> _FRAGMENTO PROPORCIONADO_

Cuenta el Fundador que a su paso por Avignon salió con don Álvaro a estirar las piernas frente al Palacio de los Papas, y he aquí que tres hombrachones, soldados de la Legión Extranjera, y borrachos perdidos, al verles con vestido talar se les echaron encima. Debían estar en una fase de exaltación de sentimientos filantrópicos y religiosos, porque los tres, a voz en coro, dirigiéndose a don Álvaro, le preguntaron por la salud del Papa: Parce que nous aimons beaucoup le Pape, le advirtieron seriamente. Don Álvaro les tranquilizó y les exhortó a rezar por el Santo Padre. Cosa que prometieron hacer, continuando luego su incierto camino.

Y cerraba la carta pidiendo al Cardenal que tuviese la bondad de presentar al Padre Común su filial adhesión de oración y de cariño |# 88|. El amor del Fundador por el Papa tenía honda raíz teológica. En él veía al Vicario de Cristo y al Padre Común de los cristianos, más allá de las cualidades personales del Pontífice reinante, ya fuese Pío XII, Juan XXIII o Pablo VI. Pero, además de teológico, era un afecto exquisitamente humano, como lo probaría la actitud del Fundador ante los dolorosos acontecimientos en que hubo de moverse en los años que siguieron.

* * *

Desde que tuvo lugar el encuentro con los legionarios en Avignon hasta su retorno a Roma, media exactamente un mes. Tiempo que el Fundador empleó en hacer unas visitas apostólicas a varios países. Luego fue a España para presidir, como Gran Canciller de la Universidad de Navarra, la ceremonia de investidura de seis doctorados honoris causa, así como la segunda asamblea de los Amigos de la Universidad de Navarra, y el día 8 de octubre de 1967 celebró la Santa Misa en el campus de la Universidad ante las treinta mil personas que acudieron de distintas ciudades de España y de otros países. El Padre venía cansado tras varias semanas de ajetreo, pero a la vista de la labor pastoral pronto se rehizo. Ante él tenía una muchedumbre, que representaba —son sus palabras— una imponente manifestación de fe y de amor a la Santa Iglesia; y también (aunque me da vergüenza decirlo) de cariño hacia mí, que soy un pecador que ama a Jesucristo |# 89|.

> _OBJETIVO DEL EJERCICIO_
Reproduzca sin cambios el pasaje del fragmento que comienza en "Y cerraba la" y termina en "años que siguieron.". El material siguiente es independiente del fragmento.

> _DATOS_
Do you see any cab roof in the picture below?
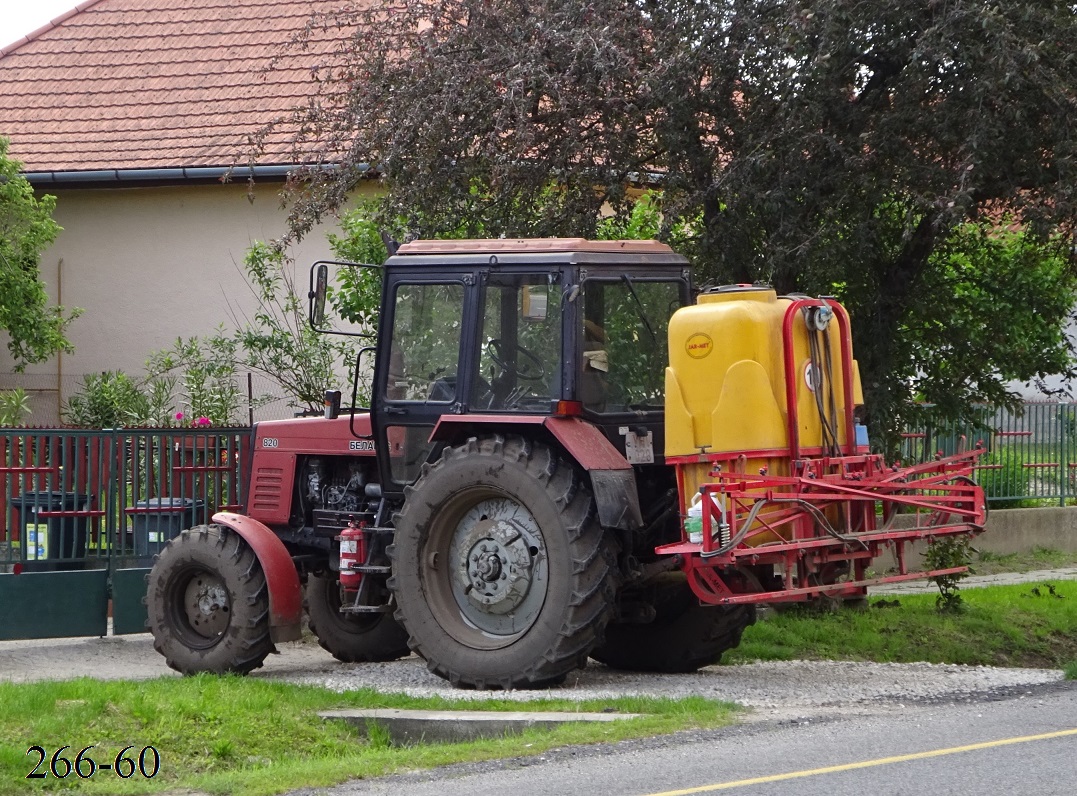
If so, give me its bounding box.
[396,238,673,255]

> _RESPUESTA DEL EJERCICIO_
Y cerraba la carta pidiendo al Cardenal que tuviese la bondad de presentar al Padre Común su filial adhesión de oración y de cariño |# 88|. El amor del Fundador por el Papa tenía honda raíz teológica. En él veía al Vicario de Cristo y al Padre Común de los cristianos, más allá de las cualidades personales del Pontífice reinante, ya fuese Pío XII, Juan XXIII o Pablo VI. Pero, además de teológico, era un afecto exquisitamente humano, como lo probaría la actitud del Fundador ante los dolorosos acontecimientos en que hubo de moverse en los años que siguieron.